# MATERIAL FOR THIS TASK:
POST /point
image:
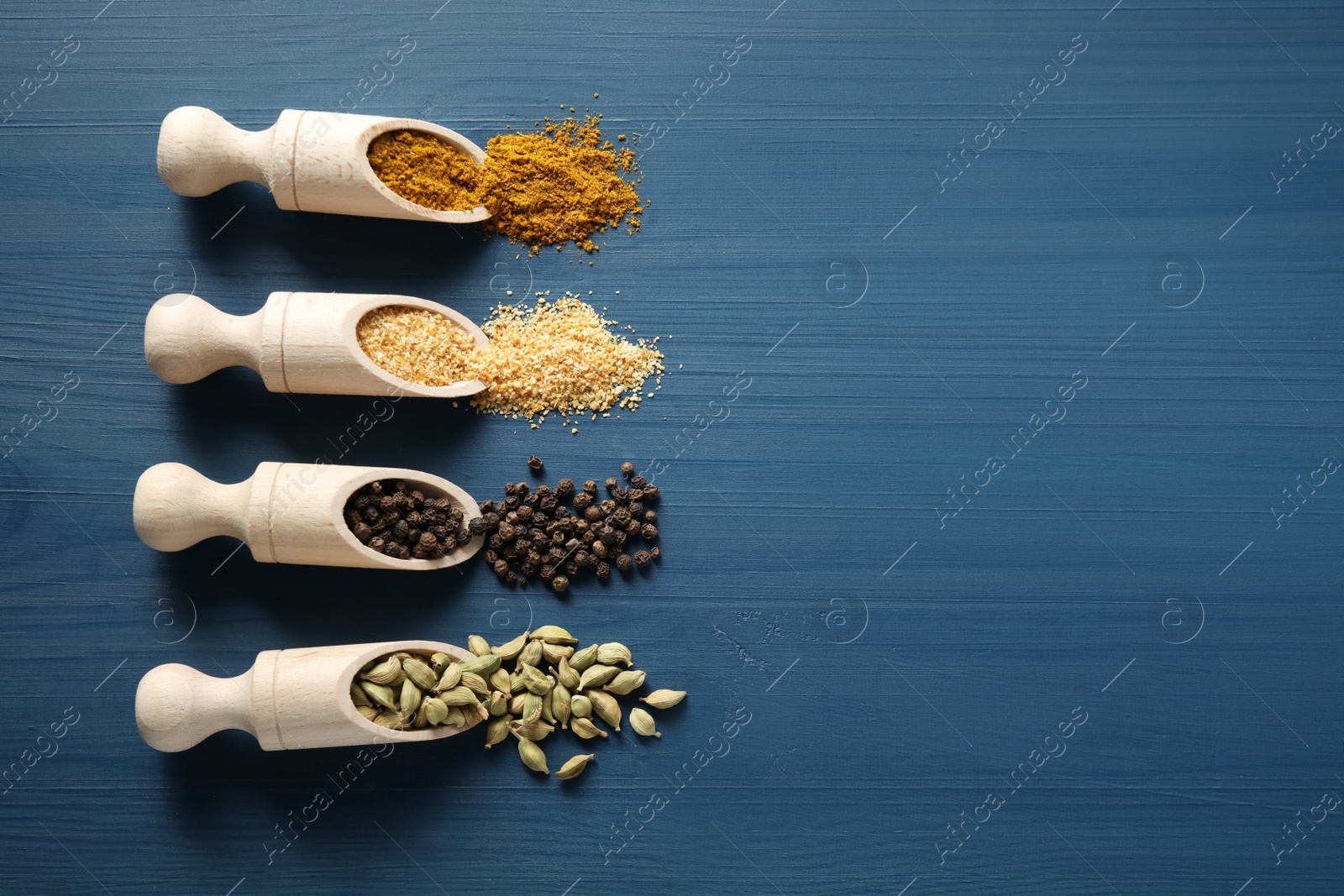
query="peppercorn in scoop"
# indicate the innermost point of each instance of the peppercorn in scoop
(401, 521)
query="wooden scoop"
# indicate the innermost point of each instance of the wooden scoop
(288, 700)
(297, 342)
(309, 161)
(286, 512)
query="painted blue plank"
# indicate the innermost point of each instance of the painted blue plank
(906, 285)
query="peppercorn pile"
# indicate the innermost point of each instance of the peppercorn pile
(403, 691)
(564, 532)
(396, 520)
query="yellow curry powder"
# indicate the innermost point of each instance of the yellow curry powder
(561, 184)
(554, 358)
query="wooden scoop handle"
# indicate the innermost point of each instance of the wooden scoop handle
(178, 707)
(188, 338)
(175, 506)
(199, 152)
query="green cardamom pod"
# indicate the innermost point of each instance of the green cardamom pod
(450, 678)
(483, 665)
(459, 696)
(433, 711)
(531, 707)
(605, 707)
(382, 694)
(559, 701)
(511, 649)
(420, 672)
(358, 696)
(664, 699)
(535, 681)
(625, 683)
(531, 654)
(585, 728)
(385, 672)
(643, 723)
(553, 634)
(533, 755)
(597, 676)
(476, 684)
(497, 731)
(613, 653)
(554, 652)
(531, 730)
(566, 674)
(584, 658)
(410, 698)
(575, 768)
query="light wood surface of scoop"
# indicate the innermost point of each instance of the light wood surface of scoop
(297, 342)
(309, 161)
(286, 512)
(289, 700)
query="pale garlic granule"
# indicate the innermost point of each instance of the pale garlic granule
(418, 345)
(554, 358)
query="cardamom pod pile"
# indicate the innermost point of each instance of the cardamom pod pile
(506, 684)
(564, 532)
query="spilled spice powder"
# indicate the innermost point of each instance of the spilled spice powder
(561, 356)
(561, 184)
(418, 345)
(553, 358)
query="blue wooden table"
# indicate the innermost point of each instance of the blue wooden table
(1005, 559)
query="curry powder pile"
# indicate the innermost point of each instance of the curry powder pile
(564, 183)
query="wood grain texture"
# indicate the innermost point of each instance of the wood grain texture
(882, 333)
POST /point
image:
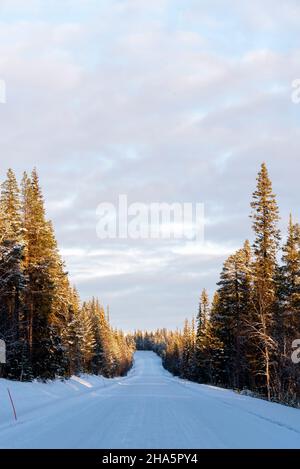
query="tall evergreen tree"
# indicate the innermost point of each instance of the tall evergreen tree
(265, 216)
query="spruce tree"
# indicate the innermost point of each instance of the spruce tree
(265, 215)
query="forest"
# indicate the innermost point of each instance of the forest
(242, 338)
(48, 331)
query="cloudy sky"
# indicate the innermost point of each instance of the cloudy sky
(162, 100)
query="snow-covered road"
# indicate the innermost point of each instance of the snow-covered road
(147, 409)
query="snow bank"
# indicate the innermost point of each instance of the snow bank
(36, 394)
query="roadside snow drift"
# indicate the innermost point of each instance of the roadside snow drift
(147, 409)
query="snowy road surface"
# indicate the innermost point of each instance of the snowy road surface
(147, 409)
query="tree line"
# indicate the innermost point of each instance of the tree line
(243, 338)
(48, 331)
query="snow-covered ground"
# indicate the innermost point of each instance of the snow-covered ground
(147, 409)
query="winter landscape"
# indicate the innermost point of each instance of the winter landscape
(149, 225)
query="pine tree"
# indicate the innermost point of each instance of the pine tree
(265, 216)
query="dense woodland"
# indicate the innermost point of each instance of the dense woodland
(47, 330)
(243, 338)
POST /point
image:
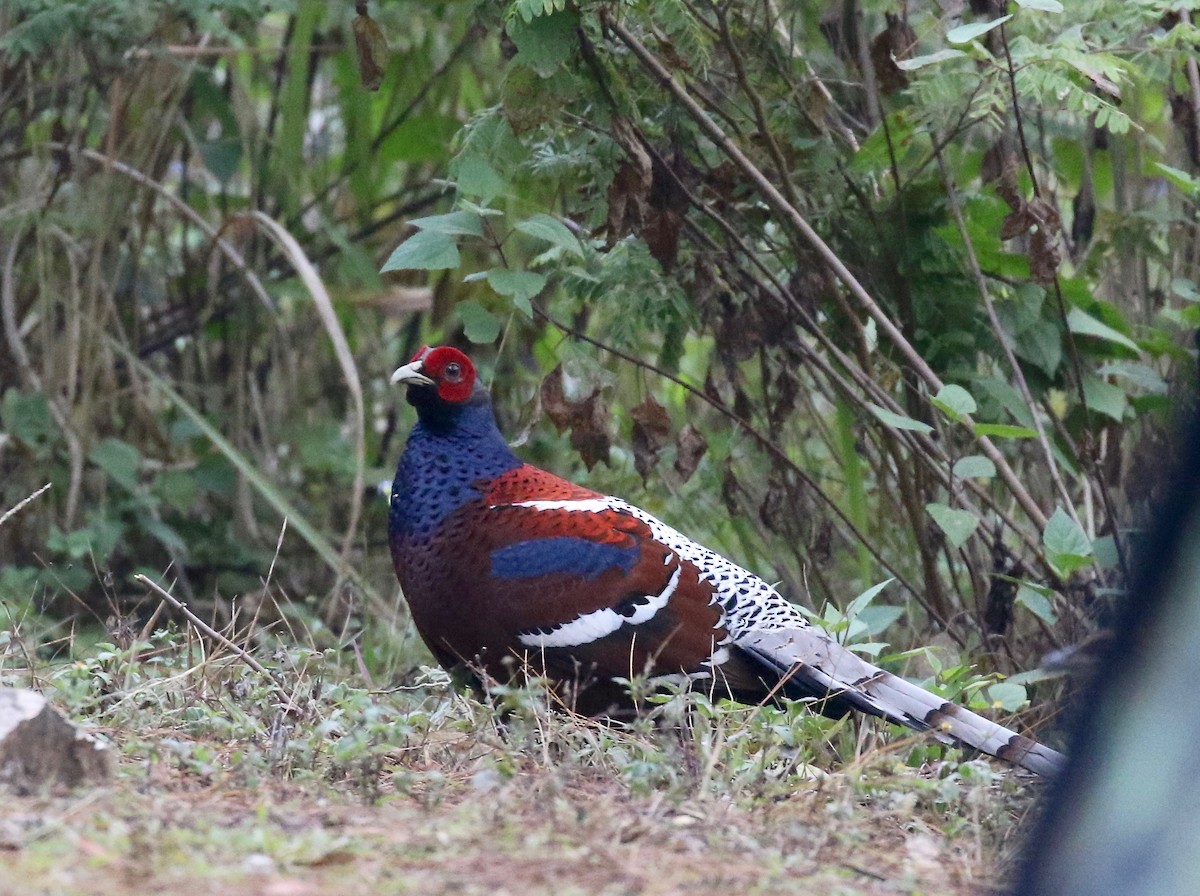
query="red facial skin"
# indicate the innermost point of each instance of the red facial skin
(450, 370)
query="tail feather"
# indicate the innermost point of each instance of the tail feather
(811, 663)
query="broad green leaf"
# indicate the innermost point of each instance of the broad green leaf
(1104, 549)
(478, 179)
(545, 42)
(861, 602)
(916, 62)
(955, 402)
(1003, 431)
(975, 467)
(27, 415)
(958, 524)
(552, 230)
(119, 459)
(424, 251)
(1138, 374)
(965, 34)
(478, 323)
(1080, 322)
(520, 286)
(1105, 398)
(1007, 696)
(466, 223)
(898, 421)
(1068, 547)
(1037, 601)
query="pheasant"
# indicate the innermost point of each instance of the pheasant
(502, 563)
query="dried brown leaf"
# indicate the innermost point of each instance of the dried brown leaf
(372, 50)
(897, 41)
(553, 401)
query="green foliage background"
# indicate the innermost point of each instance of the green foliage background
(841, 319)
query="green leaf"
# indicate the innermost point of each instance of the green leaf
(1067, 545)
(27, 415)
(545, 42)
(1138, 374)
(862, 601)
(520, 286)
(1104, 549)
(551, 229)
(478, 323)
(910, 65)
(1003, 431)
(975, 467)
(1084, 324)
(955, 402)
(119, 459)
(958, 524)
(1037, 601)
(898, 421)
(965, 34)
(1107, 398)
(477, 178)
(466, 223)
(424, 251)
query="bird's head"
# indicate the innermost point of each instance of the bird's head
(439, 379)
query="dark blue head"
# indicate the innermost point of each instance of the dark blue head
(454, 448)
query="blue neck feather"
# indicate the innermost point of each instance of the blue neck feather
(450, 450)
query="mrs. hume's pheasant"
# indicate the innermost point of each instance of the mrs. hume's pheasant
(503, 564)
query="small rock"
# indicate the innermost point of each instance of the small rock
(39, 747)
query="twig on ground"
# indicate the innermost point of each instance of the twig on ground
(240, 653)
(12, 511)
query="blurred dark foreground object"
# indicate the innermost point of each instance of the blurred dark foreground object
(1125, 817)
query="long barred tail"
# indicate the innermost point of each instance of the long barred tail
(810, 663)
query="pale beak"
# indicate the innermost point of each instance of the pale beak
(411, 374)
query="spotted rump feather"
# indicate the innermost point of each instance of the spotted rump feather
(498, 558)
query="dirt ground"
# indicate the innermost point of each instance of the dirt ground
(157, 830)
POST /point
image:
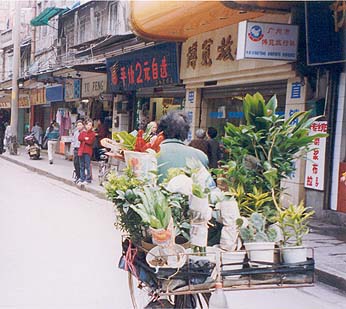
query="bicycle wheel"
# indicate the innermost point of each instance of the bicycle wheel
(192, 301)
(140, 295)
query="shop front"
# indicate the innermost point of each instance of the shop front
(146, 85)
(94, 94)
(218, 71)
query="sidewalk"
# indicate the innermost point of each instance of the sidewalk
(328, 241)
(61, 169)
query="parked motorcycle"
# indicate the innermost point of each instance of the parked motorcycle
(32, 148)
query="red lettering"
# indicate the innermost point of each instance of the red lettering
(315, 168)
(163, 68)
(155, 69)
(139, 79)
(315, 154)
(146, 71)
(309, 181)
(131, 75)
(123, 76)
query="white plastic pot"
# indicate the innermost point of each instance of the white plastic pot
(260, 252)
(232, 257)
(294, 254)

# WHAT YOU WILL DO:
Set down the records in full and exactly. Do not carry over any image.

# CORRECT RESULT:
POST /point
image:
query="peppercorn in scoop"
# indicate the innermost point of each instance of the peppercorn in scoop
(401, 521)
query="wooden scoop"
# indicate the innermost point of each instance of the wooden scoop
(288, 700)
(297, 342)
(309, 161)
(286, 512)
query="painted blue plank"
# indicate the innermost point of each instance of the painted blue plank
(906, 285)
query="peppercorn pile"
# indicate the innermost point of each instance of the peppercorn pile
(403, 691)
(564, 532)
(396, 520)
query="yellow curry powder"
# indicate the innermost point of each instance of the yellow curry powder
(561, 184)
(554, 358)
query="wooden scoop handle"
# indicate the innermost point of each instance of the wooden scoop handle
(178, 707)
(188, 338)
(175, 506)
(199, 152)
query="green cardamom pod"
# indicate the innermost point of each instance of the green cardamom pod
(450, 678)
(483, 665)
(459, 696)
(433, 711)
(531, 707)
(605, 707)
(382, 694)
(559, 701)
(511, 649)
(420, 672)
(358, 696)
(664, 699)
(535, 681)
(625, 683)
(531, 654)
(585, 728)
(385, 672)
(643, 723)
(553, 634)
(533, 755)
(597, 676)
(476, 684)
(497, 731)
(613, 653)
(554, 652)
(531, 730)
(566, 674)
(584, 658)
(410, 698)
(575, 768)
query="light wood surface of scoop"
# indicate the innermost point of each instance of the light wood surface of scoop
(297, 342)
(309, 161)
(286, 512)
(289, 700)
query="pale garlic granule"
# indicate the innermost point of each instance of the pale garlic granule
(418, 345)
(554, 358)
query="cardamom pod pile"
# indicate the innermost point of each instance of the cardamom pod pile
(506, 684)
(564, 532)
query="spilled spice powder"
# indicate the innermost point of each instance of the spilled spice powder
(561, 356)
(561, 184)
(418, 345)
(553, 358)
query="blue wooden table"
# indicate the innermost point of each instance of the blue wooden table
(1005, 559)
query="curry powder pile"
# indicate the innermost point of each instance of the curry powder pile
(564, 183)
query="wood grain texture"
# indicate the innermost point of each instance of the wood grain texture
(882, 333)
POST /point
image:
query="tall evergreen tree"
# indicate the innermost point of each instance of the tall evergreen tree
(265, 216)
query="spruce tree"
# indicate the innermost point of each instance of the spruce tree
(265, 215)
query="forest"
# indicate the innermost point of each instance of the forest
(242, 338)
(48, 331)
query="cloudy sky"
# indicate the innermost point of each instance of the cloudy sky
(162, 100)
query="snow-covered road"
# indicate the innermost point of each instance of the snow-covered road
(147, 409)
query="snow bank"
# indicate the innermost point of each instance of the snow bank
(36, 394)
query="roadside snow drift"
# indicate the innermost point of each instance of the roadside snow drift
(147, 409)
query="snowy road surface"
# indicate the innermost point of each instance of the snowy road surface
(147, 409)
query="tree line"
# indicate the innermost point of each instance of the tree line
(243, 338)
(48, 331)
query="snow-covered ground"
# indicate the innermost point of each instance of the snow-covered ground
(147, 409)
query="winter landscape"
# indicate the innermost point of each instance of the winter landscape
(149, 225)
query="pine tree"
# indicate the innermost point of each instance of the pine tree
(265, 216)
query="dense woodland"
# indicate the innermost point of each instance of the dense woodland
(47, 330)
(243, 338)
POST /point
image:
query="red facial skin"
# indicate the innermost point of each instance of the red facial skin
(450, 370)
query="tail feather"
# indicate the innermost point of each instance of the tail feather
(811, 663)
query="broad green leaf"
# indicate the innermost point of each instance of the broad green leaf
(1104, 549)
(478, 179)
(545, 42)
(861, 602)
(916, 62)
(955, 402)
(1003, 431)
(975, 467)
(27, 415)
(958, 524)
(552, 230)
(119, 459)
(424, 251)
(1138, 374)
(965, 34)
(478, 323)
(1080, 322)
(520, 286)
(1105, 398)
(1007, 696)
(466, 223)
(898, 421)
(1068, 547)
(1037, 601)
query="pheasant"
# indicate the innermost point of each instance of the pheasant
(502, 563)
query="dried brown leaf"
# indicate the innermost point of each instance of the dried brown leaf
(372, 50)
(897, 41)
(553, 401)
query="green foliage background"
# indicate the innermost point of each instance of the green foliage background
(841, 319)
query="green leaf"
# indicate the innermost point of each instance of the green leaf
(1067, 545)
(27, 415)
(545, 42)
(1138, 374)
(862, 601)
(520, 286)
(1104, 549)
(551, 229)
(478, 323)
(910, 65)
(1003, 431)
(975, 467)
(1084, 324)
(955, 402)
(119, 459)
(958, 524)
(1037, 601)
(898, 421)
(965, 34)
(1107, 398)
(477, 178)
(466, 223)
(424, 251)
query="bird's head"
# indicate the innermost point of each instance of the bird's head
(439, 379)
query="dark blue head"
# indicate the innermost point of each instance of the dark blue head
(454, 448)
query="blue neck feather"
# indicate the innermost point of each instance of the blue neck feather
(450, 450)
query="mrs. hume's pheasant"
# indicate the innermost point of each instance of the mrs. hume's pheasant
(503, 564)
query="small rock"
# indicate the innermost point of each instance of the small rock
(39, 747)
query="twig on ground"
# indicate the innermost point of each instance of the twig on ground
(240, 653)
(12, 511)
query="blurred dark foreground object"
# indicate the innermost point of each instance of the blurred dark foreground object
(1125, 817)
query="long barred tail"
# indicate the innermost point of each instance of the long barred tail
(810, 663)
query="pale beak"
# indicate the innermost point of each instance of the pale beak
(411, 374)
query="spotted rump feather"
# indicate the innermost point of each instance of the spotted rump feather
(498, 558)
query="dirt ground"
# indicate the innermost point of each instance of the dirt ground
(157, 830)
POST /point
image:
query="bicycle wheel"
# indicate the innermost point of each instance of the bicycle wheel
(192, 301)
(140, 295)
query="shop front"
# indicate the innermost point of each instance of the shop front
(146, 85)
(94, 94)
(218, 71)
query="sidewalk"
# indicate the innermost point of each instance of the sidewalk
(328, 241)
(61, 169)
query="parked motorcycle"
# indicate the innermost point of each instance of the parked motorcycle
(32, 148)
query="red lettering"
# indicate the innermost point of each instance of the red lettering
(315, 168)
(163, 68)
(155, 69)
(139, 79)
(315, 154)
(146, 71)
(309, 181)
(131, 75)
(123, 76)
query="white plastic pot"
# indicate the innermost point of each instance of the white plastic pot
(260, 252)
(232, 257)
(294, 254)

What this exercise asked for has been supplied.